**PROBLEM TO SOLVE:** Copy the lines below without any changes, starting with the line that contains "Q: For each instance of the porch railing" and continuing through the last line of the records.

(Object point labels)
[Begin]

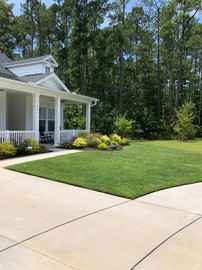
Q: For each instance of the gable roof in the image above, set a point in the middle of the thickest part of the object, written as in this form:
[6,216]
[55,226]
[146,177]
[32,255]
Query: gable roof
[32,60]
[4,58]
[34,78]
[55,78]
[3,71]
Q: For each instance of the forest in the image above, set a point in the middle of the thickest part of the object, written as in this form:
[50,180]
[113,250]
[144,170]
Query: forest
[142,65]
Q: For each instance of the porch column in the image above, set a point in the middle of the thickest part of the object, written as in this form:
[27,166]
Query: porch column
[62,116]
[57,122]
[36,115]
[88,108]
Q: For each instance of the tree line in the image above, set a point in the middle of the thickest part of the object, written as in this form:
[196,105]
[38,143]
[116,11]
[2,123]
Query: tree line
[144,64]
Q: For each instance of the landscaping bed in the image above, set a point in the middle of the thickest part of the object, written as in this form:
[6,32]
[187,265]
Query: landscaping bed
[142,168]
[96,142]
[18,149]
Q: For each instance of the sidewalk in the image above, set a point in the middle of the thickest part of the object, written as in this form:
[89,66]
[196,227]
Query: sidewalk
[50,225]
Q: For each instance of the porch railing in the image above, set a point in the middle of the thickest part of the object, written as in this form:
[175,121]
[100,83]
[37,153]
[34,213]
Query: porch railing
[67,134]
[17,136]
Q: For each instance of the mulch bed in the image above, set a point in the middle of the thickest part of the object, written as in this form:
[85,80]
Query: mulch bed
[120,147]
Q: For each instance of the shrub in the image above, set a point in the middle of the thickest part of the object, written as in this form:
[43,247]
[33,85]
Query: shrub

[End]

**COMPLETED EXERCISE:**
Q: For each instance of the porch railing in the image above, set a point in the middle of the thickest part of the object, written as in this form:
[175,121]
[100,83]
[37,153]
[34,213]
Query: porch railing
[67,134]
[17,136]
Q: For each instance of the mulch bed in the image above, set a point in the middle of the thickest part of the object, written as in this form:
[85,80]
Query: mulch bed
[120,147]
Q: For each instance of the shrub in the image above, set a point in the middle of the thickest part of the object, written as in this form:
[43,247]
[33,85]
Query: shrub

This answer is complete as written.